*Work required*. Copy the lines of the data below, unchanged, from the line containing "Point out every instance of the tiger's back" to the line containing "x=126, y=39". Include both of those lines and nothing else.

=-=-=-=-=

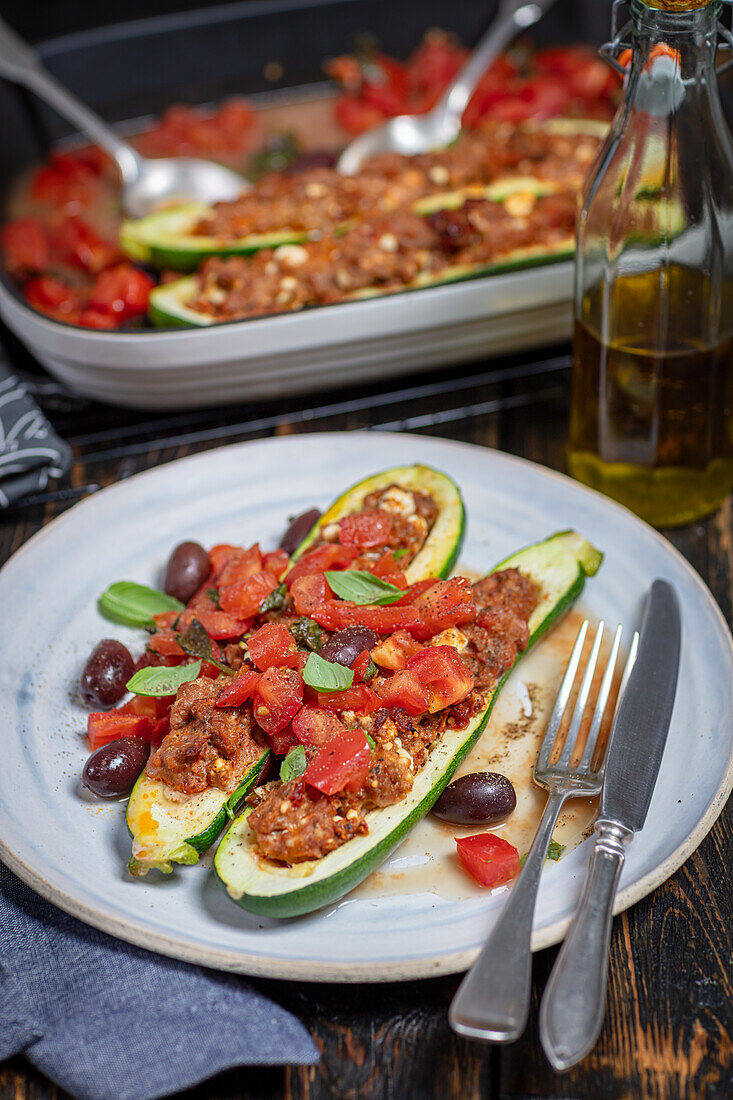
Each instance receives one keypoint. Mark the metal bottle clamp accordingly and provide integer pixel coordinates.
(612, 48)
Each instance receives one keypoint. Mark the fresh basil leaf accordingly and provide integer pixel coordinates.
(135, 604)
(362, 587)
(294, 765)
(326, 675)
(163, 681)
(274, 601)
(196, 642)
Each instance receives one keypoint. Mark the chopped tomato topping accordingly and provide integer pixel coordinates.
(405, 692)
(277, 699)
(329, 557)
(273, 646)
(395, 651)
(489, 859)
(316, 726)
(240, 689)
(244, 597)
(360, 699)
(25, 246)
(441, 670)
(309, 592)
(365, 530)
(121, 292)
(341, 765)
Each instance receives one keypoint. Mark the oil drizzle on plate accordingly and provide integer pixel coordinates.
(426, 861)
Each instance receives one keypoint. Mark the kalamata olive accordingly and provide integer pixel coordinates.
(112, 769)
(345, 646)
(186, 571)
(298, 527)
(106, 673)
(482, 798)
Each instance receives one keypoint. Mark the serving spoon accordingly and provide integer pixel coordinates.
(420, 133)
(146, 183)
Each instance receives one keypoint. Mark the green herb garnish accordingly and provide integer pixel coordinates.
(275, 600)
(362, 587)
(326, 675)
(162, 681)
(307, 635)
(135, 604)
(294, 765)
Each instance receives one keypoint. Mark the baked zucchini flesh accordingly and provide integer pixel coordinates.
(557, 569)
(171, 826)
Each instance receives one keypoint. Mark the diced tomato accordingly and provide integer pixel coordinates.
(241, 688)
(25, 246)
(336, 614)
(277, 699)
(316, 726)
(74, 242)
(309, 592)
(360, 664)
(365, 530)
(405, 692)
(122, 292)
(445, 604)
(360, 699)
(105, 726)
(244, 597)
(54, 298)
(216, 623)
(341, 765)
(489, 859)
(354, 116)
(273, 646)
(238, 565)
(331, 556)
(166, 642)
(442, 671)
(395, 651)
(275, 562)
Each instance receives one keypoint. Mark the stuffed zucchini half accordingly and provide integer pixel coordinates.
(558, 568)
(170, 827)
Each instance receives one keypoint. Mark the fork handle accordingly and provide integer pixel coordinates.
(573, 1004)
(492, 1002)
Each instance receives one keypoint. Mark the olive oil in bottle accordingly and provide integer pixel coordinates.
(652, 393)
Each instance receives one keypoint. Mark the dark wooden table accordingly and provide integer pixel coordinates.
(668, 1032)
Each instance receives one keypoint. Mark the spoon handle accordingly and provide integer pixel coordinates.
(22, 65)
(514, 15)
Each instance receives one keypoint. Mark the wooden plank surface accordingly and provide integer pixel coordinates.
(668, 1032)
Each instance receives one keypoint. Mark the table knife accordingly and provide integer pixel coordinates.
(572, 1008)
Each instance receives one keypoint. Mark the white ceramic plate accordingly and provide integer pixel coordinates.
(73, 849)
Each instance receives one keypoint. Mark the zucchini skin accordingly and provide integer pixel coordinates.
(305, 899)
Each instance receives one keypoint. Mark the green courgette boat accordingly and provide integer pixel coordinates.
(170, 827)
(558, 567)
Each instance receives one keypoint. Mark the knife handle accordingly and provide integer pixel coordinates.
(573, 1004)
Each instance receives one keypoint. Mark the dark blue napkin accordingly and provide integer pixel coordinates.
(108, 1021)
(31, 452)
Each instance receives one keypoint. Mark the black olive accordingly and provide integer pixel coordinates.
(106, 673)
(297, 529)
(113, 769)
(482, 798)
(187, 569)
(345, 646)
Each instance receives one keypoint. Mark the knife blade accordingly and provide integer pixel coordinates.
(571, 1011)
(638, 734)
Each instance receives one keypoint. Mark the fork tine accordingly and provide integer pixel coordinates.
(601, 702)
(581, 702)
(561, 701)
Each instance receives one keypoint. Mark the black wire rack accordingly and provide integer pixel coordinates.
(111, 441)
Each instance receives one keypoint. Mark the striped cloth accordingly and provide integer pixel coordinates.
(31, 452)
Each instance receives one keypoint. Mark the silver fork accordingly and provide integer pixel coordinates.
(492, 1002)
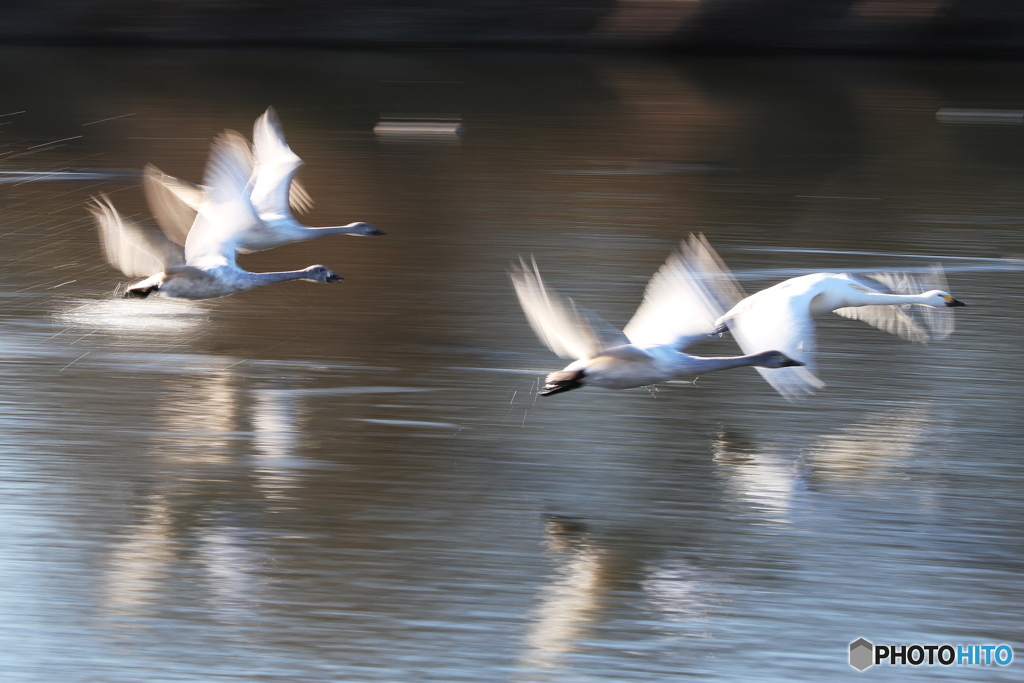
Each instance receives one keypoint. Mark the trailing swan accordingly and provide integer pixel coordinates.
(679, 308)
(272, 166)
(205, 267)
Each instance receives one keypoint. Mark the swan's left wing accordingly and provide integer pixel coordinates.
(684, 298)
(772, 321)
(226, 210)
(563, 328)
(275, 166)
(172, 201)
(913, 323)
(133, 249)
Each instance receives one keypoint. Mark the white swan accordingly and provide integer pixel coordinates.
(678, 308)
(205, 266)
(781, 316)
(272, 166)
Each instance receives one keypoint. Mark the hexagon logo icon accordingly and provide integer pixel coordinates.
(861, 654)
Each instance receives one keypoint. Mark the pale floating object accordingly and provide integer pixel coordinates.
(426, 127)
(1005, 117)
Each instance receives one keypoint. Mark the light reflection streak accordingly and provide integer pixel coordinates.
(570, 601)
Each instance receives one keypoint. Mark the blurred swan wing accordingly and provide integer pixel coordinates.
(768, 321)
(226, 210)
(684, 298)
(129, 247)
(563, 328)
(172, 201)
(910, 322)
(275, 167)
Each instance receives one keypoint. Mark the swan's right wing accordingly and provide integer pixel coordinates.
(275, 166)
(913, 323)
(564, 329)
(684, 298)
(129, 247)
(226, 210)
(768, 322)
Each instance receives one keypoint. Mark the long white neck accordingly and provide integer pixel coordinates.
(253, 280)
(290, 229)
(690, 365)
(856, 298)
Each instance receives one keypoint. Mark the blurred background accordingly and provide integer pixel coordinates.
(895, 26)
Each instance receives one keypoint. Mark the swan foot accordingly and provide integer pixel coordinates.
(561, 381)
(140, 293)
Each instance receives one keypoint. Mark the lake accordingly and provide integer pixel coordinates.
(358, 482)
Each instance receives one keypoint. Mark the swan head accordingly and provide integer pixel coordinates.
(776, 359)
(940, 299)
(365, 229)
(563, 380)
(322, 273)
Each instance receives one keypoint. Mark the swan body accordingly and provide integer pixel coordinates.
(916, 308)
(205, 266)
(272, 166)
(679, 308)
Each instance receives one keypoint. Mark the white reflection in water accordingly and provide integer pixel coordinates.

=-=-=-=-=

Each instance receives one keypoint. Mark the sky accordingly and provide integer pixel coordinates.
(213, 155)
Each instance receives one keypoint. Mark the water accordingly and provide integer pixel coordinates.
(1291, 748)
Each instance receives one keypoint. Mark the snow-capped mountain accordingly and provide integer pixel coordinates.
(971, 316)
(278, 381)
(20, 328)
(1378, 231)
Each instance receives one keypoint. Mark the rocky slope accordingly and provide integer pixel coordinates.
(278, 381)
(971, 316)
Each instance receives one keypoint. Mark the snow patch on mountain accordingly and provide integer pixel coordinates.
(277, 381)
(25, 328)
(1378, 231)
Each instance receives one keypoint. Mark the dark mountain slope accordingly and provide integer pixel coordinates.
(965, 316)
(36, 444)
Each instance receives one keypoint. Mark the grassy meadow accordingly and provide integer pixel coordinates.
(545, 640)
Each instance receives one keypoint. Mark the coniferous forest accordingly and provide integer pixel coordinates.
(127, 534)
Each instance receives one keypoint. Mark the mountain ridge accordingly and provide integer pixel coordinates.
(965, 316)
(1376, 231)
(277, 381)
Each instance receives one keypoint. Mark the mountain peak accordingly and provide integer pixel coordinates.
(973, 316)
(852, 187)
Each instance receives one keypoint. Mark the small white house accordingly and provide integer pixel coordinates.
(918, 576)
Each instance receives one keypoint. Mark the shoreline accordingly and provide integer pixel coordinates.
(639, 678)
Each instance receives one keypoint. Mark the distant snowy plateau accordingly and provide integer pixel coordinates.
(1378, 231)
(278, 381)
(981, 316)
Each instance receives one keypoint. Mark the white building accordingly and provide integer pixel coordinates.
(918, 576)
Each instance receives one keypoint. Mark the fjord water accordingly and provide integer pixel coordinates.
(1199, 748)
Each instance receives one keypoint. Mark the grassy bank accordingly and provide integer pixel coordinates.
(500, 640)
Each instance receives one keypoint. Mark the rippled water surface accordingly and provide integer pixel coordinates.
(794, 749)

=-=-=-=-=

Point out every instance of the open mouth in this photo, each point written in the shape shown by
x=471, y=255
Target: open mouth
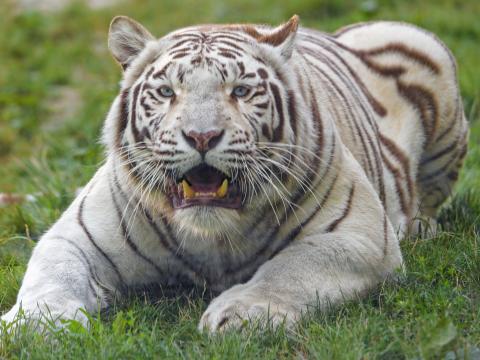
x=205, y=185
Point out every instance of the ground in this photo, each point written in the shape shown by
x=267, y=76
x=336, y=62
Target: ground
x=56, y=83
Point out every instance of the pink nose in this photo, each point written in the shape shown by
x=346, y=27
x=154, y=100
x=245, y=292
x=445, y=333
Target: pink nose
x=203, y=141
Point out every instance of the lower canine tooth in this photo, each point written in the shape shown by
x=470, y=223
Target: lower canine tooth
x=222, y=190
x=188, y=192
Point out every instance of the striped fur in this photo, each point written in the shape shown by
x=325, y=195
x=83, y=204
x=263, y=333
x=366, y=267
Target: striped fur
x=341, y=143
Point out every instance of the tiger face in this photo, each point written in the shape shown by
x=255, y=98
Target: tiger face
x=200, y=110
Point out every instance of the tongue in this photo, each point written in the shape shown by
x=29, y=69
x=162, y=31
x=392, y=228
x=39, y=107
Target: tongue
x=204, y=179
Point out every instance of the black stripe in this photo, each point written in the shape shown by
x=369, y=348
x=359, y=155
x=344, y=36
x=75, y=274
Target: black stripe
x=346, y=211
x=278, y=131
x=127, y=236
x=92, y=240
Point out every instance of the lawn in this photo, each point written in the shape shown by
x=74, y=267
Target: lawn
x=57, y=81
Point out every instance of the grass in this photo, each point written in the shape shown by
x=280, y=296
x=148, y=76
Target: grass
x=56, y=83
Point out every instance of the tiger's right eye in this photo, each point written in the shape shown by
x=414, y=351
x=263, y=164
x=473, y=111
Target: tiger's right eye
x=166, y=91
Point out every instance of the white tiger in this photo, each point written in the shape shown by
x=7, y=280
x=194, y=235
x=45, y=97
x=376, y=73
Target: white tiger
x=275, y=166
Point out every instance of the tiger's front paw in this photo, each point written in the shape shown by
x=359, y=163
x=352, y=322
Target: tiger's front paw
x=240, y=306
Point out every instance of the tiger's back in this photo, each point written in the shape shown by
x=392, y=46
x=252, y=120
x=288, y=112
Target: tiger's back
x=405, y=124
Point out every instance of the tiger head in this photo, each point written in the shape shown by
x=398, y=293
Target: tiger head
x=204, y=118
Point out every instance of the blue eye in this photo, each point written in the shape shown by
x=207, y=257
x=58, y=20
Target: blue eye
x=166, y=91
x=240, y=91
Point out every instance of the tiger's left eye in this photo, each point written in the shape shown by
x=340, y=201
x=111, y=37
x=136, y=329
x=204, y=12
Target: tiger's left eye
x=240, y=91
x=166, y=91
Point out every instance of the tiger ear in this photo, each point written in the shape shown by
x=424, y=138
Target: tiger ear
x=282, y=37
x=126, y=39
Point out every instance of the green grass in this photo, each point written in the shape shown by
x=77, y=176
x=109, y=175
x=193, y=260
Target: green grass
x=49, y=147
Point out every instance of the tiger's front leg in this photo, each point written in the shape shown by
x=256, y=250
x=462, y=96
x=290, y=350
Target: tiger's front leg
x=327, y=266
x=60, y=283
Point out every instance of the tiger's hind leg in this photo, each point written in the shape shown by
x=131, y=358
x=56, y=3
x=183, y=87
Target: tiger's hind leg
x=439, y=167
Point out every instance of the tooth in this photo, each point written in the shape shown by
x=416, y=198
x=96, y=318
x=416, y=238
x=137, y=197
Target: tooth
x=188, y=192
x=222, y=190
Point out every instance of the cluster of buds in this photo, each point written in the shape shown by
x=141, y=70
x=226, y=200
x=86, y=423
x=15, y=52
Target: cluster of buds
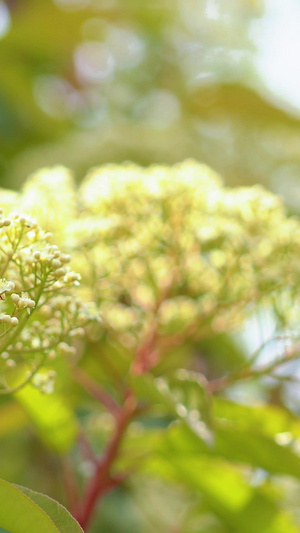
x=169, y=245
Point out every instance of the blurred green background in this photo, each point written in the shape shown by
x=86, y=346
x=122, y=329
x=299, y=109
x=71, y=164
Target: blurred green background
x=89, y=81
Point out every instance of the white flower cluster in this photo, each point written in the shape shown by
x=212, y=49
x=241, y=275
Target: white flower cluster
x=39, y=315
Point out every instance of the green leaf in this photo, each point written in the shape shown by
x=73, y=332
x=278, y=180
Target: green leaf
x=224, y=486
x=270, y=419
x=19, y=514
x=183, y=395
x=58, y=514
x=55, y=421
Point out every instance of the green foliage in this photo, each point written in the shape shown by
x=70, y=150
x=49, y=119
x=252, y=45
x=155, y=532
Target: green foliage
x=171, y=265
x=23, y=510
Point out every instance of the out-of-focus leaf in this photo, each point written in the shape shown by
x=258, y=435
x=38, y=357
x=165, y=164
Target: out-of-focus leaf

=-=-=-=-=

*Full answer*.
Point out every instance of the tiger's back in this photo, each point written in the shape shown by
x=392, y=46
x=252, y=120
x=288, y=112
Target: tiger's back
x=405, y=124
Point out every instance of the tiger head in this photo, each point written in the shape shown by
x=398, y=293
Target: tiger head
x=204, y=118
Point out every instance of the blue eye in this photo, each point written in the shape shown by
x=207, y=257
x=58, y=20
Target: blue eye
x=166, y=91
x=240, y=91
Point out every instance of the tiger's left eye in this photo, each point written in the shape shown by
x=340, y=201
x=111, y=37
x=136, y=329
x=204, y=12
Target: tiger's left eye
x=240, y=91
x=166, y=91
Point out every instance of the tiger ear in this photo, each point written in the shape shown by
x=424, y=138
Target: tiger ear
x=282, y=37
x=126, y=39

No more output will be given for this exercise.